● Page text:
The number of nearest neighbors k can be tuned by cross-validation methods. Moreover, different data points have different numbers of nearest neighbors, base on the constraint “$\hat e_{i, k + 1} = \hat e_{i, j}$“ for specific k and j.

(iii)Update W by fixing S and P

While fixing P and S, the objective function with respect to W becomes:

$$ \begin{array}{@{}rcl@{}} \begin{array}{l} \mathop {\min}\limits_{{\textbf{W}}} \sum\limits_{i,j = 1}^{n} s_{i,j}p_{i,j}|| \textbf{x}_{i}\textbf{W} - \textbf{x}_{j}\textbf{W} ||_{2}^{2}+ \lambda || \textbf{W} |_{2,1}\\ s.t.,{\textbf{W}^{T}\textbf{X}^{T}\textbf{X}\textbf{W}}= \textbf{I}_{c},\forall i,\textbf{s}_{i}^{T}{\textbf{1}} = 1,0 \le {s_{i,j}} \le 1 \end{array} \end{array} $$

(10)

● The exercise:
Answer these questions about the page text above.
(a) By what methods can the number of nearest neighbors k be tuned?
(b) Which variables are held fixed when W is updated?
(c) What equation number is given to the objective function with respect to W?

● Data excerpts:

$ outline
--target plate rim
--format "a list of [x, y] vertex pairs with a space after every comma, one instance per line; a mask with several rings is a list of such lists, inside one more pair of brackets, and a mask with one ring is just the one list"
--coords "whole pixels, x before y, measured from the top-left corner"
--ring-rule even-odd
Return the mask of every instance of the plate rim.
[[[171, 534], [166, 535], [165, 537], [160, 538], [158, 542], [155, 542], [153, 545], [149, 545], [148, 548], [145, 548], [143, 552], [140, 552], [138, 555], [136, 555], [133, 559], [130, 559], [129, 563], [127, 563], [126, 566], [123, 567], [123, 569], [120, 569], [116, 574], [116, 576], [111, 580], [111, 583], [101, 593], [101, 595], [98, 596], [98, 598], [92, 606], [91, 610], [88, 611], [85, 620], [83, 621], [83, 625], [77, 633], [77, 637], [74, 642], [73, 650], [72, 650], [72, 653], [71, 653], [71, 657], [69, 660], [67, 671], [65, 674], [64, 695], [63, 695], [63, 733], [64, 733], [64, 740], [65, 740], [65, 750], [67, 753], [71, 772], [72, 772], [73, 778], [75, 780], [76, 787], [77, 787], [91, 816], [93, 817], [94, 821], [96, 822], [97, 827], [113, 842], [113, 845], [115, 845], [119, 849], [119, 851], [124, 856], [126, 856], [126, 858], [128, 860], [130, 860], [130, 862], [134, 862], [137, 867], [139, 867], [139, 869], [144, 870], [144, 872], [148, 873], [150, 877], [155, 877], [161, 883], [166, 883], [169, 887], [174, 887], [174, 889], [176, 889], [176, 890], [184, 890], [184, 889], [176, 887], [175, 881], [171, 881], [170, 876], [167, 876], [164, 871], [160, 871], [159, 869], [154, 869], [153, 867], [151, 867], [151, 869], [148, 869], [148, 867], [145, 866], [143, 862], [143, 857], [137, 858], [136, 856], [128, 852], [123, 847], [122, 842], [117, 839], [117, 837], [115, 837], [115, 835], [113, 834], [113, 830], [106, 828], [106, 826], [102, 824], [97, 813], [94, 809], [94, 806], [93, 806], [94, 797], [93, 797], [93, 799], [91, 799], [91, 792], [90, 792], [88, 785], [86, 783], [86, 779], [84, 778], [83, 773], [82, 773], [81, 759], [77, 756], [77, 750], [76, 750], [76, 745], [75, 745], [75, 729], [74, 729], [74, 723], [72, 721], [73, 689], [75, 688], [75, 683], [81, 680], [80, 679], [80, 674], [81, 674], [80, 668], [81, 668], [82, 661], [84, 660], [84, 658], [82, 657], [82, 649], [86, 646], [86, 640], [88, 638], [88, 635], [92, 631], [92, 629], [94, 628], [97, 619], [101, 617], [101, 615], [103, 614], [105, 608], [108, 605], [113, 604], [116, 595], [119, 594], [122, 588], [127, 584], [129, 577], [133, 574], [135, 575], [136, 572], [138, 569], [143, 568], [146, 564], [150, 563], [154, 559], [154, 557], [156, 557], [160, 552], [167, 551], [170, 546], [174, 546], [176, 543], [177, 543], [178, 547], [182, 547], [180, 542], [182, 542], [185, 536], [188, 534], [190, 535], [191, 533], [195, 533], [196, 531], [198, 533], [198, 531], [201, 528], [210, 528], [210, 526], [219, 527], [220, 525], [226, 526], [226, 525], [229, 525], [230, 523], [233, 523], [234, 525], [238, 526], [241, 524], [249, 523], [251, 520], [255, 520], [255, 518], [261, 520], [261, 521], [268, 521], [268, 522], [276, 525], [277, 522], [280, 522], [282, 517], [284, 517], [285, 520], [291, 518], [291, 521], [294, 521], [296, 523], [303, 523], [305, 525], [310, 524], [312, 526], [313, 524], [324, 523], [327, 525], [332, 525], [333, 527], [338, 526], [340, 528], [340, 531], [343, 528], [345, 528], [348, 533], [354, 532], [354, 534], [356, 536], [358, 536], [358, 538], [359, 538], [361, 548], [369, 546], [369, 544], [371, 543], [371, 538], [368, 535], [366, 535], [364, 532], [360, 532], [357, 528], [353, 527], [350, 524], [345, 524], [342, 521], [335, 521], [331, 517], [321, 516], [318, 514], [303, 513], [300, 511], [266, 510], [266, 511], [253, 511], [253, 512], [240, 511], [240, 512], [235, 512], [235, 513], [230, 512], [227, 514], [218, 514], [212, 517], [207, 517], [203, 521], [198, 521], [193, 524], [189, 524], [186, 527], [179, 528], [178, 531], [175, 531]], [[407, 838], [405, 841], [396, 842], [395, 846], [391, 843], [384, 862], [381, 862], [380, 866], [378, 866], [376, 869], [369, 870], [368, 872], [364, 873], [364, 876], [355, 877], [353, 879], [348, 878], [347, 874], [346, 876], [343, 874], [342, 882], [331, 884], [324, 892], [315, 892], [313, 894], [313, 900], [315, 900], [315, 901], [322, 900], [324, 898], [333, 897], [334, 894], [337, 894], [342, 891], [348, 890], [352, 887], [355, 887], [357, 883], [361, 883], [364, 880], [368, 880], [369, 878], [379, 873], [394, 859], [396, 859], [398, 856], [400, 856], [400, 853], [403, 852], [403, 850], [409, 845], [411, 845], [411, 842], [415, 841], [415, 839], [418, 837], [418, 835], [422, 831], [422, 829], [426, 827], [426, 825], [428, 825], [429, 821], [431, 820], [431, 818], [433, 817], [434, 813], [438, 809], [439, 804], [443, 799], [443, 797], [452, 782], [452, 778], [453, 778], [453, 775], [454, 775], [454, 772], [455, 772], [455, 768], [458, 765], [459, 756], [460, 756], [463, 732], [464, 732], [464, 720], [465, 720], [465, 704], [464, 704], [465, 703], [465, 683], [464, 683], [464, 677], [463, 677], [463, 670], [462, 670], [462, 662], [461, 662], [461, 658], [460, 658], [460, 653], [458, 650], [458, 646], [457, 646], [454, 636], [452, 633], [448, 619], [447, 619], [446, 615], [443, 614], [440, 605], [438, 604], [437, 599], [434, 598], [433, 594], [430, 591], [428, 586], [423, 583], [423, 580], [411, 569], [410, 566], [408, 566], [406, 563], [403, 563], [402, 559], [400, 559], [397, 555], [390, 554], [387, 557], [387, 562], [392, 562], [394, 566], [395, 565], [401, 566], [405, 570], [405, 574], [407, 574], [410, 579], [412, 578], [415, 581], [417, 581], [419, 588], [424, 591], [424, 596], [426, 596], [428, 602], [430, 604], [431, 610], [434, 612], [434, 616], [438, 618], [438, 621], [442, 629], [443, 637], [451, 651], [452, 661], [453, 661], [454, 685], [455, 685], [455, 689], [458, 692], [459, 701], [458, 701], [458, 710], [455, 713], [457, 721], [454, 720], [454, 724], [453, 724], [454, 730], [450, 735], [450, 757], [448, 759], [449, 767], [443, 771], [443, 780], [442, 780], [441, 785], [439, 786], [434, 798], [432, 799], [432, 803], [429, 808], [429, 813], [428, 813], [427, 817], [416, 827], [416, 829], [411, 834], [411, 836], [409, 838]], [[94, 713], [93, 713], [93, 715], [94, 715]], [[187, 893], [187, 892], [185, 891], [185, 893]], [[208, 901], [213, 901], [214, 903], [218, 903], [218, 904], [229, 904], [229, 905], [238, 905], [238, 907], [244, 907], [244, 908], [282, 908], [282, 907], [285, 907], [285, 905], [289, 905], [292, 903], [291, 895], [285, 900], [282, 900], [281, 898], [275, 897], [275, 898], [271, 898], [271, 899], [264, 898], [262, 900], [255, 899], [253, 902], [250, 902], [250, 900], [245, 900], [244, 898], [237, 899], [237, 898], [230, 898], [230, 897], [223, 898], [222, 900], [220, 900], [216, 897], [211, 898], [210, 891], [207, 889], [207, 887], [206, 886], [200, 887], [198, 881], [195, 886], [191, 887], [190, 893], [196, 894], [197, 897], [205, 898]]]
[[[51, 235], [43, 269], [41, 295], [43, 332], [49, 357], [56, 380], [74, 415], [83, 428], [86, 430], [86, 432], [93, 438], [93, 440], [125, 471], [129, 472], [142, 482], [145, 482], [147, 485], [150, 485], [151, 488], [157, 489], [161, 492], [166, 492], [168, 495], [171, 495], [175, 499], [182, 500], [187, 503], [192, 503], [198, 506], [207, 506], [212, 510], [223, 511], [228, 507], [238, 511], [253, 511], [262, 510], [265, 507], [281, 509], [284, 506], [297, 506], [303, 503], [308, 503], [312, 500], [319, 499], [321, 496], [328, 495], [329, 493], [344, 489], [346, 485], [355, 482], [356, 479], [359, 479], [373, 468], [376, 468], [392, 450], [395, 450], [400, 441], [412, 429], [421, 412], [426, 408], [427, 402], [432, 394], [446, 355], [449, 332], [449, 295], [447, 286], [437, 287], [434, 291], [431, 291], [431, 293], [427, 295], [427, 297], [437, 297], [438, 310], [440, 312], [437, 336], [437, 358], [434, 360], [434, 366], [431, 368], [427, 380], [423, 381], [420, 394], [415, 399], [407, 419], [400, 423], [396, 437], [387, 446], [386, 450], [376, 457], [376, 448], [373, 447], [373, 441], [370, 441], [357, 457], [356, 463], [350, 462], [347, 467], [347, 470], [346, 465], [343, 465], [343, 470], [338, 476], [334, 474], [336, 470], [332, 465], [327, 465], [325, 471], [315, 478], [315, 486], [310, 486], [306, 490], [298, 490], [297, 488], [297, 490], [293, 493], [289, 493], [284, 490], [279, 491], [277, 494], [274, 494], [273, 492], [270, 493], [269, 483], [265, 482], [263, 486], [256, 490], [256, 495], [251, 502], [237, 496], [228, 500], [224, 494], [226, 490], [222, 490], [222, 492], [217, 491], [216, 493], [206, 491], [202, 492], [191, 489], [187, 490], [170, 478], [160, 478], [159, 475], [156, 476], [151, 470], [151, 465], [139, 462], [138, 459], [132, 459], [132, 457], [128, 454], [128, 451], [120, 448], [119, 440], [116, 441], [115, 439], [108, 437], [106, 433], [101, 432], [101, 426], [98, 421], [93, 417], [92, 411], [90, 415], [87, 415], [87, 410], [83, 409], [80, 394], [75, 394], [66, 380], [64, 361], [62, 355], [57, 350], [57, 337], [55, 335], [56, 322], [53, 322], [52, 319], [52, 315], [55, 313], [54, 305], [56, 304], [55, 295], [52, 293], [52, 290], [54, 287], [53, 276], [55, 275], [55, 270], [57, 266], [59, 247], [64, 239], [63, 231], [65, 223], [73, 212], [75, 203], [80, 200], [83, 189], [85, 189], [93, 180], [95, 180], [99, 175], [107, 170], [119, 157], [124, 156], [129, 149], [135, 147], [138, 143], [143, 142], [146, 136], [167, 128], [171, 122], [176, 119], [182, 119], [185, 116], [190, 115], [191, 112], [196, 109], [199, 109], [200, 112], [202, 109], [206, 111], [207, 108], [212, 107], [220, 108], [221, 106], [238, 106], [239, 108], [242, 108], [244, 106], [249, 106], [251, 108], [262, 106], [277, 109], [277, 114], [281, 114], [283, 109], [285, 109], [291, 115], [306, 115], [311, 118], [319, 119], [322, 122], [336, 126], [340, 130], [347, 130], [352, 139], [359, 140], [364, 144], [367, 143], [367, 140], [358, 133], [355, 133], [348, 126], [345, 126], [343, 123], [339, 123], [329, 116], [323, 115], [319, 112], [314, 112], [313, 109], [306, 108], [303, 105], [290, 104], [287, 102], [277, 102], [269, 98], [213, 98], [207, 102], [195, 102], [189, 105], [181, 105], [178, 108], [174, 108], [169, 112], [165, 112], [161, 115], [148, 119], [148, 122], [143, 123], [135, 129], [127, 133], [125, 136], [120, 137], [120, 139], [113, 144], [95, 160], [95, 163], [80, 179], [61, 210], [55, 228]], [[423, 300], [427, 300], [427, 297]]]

● Solution for this task:
(a) Cross-validation methods.
(b) S and P.
(c) (10)